Current research on diagnostic metastasis models, especially those that include imaging, is very limited. Lin et al. established a nomogram (which included the primary site, histology, chemotherapy, radiotherapy and second malignant neoplasms) that could appropriately predict distant metastases, which had AUC values of 0.872 and 0.824 in the training and validation groups, respectively (41). In our study, by combining 123-MIBG positivity, MYCN gene amplification, chromosome 11q23 aberration, the receipt of radiotherapy by the patient, and BM-MRD positivity based on the PHOX2B gene, higher diagnostic efficacy was achieved (AUC: 0.907). When it is impossible to determine whether a child has metastasis, the above parameters can be combined to comprehensively evaluate and finally obtain a reliable result.

The MYCN gene has been extensively studied in NB, and the overexpression of MYCN is associated with a poor prognosis, an advanced disease stage, rapid tumor growth, and metastasis (42). Zhang et al. concluded that the MYCN oncogene plays a vital role in promoting metastasis, which is consistent with our findings (43). Further, 11q status is an important factor in the INRG classification system (2,44). Spitz et al. and Attiyeh et al. both found that aberrations in chromosome 11q were associated with a poorer prognosis and enabled the identification of patients at an increased risk of worse overall survival and metastatic relapse (6,45). As metastasis has worse clinicopathological features, aggressive treatment is recommended for children with high-risk NB and distant metastasis (46). Previous research has shown that in comparison to those who did not receive radiotherapy, metastatic NB patients who underwent radiotherapy had improved overall survival (47-49). The feasibility of administering radiotherapy to metastatic sites has been observed in stage 4 or high-risk NB, which might explain the role of radiotherapy in our findings.

================

_Task list_
1. List the parameters that the passage on diagnostic metastasis models says were combined in the authors' study to reach an AUC of 0.907.
2. Continue the passage on diagnostic metastasis models from the point where it stops.
The records that follow are separate material from the passage on diagnostic metastasis models.

_Entries provided_
================

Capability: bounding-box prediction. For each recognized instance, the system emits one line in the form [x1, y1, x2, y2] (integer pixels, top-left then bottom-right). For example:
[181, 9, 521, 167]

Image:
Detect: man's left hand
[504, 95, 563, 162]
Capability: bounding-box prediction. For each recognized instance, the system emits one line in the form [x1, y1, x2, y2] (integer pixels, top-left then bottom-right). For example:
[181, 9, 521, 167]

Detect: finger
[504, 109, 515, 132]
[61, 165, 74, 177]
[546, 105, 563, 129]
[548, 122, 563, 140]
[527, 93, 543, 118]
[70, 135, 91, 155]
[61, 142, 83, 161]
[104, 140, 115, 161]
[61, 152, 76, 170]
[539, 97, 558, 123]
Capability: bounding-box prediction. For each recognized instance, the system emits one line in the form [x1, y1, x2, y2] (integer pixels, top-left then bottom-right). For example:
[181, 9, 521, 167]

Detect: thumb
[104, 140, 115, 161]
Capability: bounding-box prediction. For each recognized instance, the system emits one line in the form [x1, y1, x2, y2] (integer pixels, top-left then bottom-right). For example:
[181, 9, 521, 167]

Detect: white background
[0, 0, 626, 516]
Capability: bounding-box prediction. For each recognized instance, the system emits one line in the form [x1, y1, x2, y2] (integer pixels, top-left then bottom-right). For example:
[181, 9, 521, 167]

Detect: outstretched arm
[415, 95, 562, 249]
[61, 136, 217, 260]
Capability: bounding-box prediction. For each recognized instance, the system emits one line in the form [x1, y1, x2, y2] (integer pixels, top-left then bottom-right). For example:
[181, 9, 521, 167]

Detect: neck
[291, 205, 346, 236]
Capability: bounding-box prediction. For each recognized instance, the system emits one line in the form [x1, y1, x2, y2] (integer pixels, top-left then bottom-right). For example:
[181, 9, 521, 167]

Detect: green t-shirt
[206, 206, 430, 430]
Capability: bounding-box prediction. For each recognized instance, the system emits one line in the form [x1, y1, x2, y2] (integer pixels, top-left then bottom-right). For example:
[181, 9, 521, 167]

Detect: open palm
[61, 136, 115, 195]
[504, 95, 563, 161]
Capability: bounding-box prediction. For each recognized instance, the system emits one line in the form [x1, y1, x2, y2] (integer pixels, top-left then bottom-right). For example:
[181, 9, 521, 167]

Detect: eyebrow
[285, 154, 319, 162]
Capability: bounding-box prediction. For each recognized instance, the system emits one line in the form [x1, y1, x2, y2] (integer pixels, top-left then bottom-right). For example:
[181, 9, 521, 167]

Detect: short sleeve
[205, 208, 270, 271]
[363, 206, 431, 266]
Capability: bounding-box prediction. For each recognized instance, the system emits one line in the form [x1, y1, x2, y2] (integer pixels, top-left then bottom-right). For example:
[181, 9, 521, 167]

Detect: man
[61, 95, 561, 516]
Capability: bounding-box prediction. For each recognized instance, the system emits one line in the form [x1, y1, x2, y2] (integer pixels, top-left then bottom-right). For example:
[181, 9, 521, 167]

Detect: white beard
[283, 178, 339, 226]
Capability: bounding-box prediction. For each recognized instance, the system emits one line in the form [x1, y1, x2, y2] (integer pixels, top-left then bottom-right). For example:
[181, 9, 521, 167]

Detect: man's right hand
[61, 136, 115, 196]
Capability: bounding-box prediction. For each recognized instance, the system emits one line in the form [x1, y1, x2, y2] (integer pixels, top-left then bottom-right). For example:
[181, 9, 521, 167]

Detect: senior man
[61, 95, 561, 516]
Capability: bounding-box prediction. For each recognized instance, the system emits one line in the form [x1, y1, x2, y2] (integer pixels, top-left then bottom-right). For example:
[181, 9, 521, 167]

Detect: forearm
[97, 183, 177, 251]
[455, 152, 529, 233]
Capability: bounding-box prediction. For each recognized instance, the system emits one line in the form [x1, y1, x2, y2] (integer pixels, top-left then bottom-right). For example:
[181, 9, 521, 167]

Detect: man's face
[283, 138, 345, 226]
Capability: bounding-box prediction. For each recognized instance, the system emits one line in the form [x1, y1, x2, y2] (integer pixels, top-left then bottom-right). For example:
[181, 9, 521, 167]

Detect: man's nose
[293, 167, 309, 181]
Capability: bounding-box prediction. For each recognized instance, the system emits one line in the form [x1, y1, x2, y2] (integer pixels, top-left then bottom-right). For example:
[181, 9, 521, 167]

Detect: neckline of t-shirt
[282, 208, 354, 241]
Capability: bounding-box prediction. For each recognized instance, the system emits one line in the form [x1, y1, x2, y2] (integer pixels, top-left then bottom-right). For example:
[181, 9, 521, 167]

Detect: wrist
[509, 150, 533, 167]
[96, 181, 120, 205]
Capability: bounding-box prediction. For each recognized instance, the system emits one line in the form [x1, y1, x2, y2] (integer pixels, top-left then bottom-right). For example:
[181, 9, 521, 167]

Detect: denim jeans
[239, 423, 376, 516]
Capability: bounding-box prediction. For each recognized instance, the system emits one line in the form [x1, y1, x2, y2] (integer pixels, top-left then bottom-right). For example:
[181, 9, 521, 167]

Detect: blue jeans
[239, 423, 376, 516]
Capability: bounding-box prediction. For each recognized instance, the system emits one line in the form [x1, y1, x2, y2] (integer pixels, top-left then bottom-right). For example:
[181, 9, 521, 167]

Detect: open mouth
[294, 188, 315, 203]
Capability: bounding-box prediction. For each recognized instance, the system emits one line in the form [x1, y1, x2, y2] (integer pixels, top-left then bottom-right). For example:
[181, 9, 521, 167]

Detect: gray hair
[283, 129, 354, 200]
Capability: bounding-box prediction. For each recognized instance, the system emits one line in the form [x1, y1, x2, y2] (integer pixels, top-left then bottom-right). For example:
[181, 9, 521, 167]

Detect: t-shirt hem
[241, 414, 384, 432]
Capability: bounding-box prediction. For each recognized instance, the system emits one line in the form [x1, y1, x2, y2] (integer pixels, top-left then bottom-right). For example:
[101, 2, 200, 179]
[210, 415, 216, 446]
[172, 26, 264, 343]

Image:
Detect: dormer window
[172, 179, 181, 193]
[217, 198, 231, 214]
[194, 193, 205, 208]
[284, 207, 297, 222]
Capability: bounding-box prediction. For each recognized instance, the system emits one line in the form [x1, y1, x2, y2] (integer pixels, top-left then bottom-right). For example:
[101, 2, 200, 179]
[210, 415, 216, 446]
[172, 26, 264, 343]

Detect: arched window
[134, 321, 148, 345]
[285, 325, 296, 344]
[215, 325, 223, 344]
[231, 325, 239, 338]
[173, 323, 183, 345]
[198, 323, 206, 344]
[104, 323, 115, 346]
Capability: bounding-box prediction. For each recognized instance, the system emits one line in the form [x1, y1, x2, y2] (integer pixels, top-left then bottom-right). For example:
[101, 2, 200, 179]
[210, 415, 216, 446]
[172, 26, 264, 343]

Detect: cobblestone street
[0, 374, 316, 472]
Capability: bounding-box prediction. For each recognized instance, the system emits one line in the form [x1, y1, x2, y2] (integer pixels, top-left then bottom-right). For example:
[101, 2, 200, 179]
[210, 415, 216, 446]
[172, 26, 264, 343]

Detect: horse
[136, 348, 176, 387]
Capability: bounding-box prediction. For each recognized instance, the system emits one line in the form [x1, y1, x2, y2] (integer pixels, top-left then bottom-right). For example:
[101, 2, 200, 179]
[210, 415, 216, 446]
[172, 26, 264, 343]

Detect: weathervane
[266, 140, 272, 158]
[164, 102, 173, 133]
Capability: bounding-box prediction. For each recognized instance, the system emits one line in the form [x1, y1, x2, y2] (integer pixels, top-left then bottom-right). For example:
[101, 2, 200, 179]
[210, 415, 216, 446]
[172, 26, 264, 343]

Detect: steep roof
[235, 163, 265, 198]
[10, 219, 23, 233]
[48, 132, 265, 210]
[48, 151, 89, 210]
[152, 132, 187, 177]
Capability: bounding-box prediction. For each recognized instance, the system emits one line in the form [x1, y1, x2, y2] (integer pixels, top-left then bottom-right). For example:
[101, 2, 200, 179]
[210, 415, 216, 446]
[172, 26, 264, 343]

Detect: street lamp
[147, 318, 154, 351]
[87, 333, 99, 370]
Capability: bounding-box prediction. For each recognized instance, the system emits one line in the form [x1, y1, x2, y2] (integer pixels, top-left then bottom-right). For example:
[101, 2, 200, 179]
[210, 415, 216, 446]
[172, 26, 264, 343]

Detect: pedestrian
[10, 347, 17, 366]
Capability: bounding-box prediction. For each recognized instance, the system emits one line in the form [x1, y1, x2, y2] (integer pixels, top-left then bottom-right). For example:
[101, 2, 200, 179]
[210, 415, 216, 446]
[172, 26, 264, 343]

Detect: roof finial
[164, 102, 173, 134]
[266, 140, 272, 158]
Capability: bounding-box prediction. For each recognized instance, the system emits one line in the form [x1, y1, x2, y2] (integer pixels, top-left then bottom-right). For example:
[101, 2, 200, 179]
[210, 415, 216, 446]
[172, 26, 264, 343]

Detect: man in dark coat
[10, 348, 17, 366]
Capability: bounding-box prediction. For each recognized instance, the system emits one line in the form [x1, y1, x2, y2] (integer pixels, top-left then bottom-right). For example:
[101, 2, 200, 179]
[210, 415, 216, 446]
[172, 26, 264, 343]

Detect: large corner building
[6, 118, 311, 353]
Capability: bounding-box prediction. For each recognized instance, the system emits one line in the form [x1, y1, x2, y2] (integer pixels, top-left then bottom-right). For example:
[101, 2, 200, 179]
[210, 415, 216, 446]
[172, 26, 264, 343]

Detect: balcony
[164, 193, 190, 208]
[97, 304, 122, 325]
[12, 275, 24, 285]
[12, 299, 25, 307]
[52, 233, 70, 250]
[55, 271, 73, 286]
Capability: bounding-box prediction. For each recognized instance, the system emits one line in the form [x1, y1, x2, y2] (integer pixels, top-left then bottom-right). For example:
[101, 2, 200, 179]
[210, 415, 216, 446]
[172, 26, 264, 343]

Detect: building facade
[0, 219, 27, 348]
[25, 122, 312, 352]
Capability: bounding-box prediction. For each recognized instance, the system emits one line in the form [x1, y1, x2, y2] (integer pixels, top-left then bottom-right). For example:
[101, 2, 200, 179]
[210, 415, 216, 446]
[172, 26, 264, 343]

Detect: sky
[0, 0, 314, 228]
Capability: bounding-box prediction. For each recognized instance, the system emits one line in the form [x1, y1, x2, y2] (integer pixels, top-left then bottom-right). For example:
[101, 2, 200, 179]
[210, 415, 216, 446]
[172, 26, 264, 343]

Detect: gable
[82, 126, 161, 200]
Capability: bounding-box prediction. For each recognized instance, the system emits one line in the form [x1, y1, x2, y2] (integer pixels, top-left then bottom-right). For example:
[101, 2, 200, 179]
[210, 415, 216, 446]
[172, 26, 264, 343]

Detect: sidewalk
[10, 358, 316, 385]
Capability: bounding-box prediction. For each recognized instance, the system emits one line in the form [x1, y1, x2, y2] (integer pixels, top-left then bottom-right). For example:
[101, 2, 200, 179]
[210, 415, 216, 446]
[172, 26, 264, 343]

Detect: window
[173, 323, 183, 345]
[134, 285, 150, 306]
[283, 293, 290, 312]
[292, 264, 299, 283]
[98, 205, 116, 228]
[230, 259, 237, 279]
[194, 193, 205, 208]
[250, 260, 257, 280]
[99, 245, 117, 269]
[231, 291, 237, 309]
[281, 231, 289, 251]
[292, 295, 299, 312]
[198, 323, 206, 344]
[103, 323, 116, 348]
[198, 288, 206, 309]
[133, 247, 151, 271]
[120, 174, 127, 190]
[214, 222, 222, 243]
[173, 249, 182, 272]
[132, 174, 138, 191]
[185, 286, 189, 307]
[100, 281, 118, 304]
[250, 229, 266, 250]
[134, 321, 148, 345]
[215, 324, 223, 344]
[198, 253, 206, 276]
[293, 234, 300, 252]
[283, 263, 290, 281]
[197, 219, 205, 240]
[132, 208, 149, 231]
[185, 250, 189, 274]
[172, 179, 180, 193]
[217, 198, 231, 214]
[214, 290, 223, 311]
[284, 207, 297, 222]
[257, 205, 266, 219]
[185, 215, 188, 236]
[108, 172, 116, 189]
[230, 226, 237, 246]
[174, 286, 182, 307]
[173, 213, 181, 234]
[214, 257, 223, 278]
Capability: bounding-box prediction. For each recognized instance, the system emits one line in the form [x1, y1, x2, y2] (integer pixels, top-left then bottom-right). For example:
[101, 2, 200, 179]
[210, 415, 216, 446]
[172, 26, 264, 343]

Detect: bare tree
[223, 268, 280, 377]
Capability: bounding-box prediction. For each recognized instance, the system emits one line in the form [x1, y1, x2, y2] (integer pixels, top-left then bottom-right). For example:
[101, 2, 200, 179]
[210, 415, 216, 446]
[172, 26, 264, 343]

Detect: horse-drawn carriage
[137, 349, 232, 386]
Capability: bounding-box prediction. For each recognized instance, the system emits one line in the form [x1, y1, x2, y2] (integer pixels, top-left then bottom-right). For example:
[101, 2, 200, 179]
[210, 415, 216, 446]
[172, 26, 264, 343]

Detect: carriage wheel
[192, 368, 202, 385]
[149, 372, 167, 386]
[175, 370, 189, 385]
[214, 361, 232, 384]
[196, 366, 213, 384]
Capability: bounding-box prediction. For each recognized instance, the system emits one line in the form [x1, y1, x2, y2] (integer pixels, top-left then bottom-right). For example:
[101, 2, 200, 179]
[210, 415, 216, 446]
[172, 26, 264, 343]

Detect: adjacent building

================

_Task results_
1.
- 123-MIBG positivity
- MYCN gene amplification
- Chromosome 11q23 aberration
- The patient's receipt of radiotherapy
- BM-MRD positivity based on the PHOX2B gene

2.
The present study had some limitations. First, it was a retrospective study with a limited sample size. Second, the study was exclusively conducted at a single center. Third, this study involved patients for whom various INRG classification systems had been used. Consequently, diverse treatment regimens were applied, and the timing of imaging relative to treatment varied, which might have influenced the study outcomes. Finally, a selection bias might have been introduced because of missing data in the sample, and a validation group was lacking. Thus, prospective, multicenter, and large-scale studies need to be conducted to further validate our findings.

Conclusions

The use of ¹²³I-MIBG scintigraphy shows significant value in the assessment of NB metastasis. By incorporating a multi-parameter diagnostic model that integrates MYCN gene amplification status, chromosome 11q23 aberration, radiotherapy, and BM-MRD based on PHOX2B gene, the diagnostic efficacy for NB patients with or without metastasis can be further enhanced.

Acknowledgments

None.

Footnote

Reporting Checklist: The authors have completed the STARD reporting checklist. Available at https://qims.amegroups.com/article/view/10.21037/qims-24-1201/rc

Funding: This work was supported by the National Natural Science Foundation of China (No. 82102088 to W.W.) and the National Natural Science Foundation of China (No. 82272034 to J.Y.).

Conflicts of Interest: All authors have completed the ICMJE uniform disclosure form (available at https://qims.amegroups.com/article/view/10.21037/qims-24-1201/coif). The authors have no conflicts of interest to declare.

Ethical Statement: The authors are accountable for all aspects of the work in ensuring that questions related to the accuracy or integrity of any part of the work are appropriately investigated and resolved. The study was conducted in accordance with the Declaration of Helsinki and its subsequent amendments. The study was approved by the Institutional Review Board of Beijing Friendship Hospital, Capital Medical University (No. 2022-P2-314-01), and the requirement of individual consent for this retrospective analysis was waived.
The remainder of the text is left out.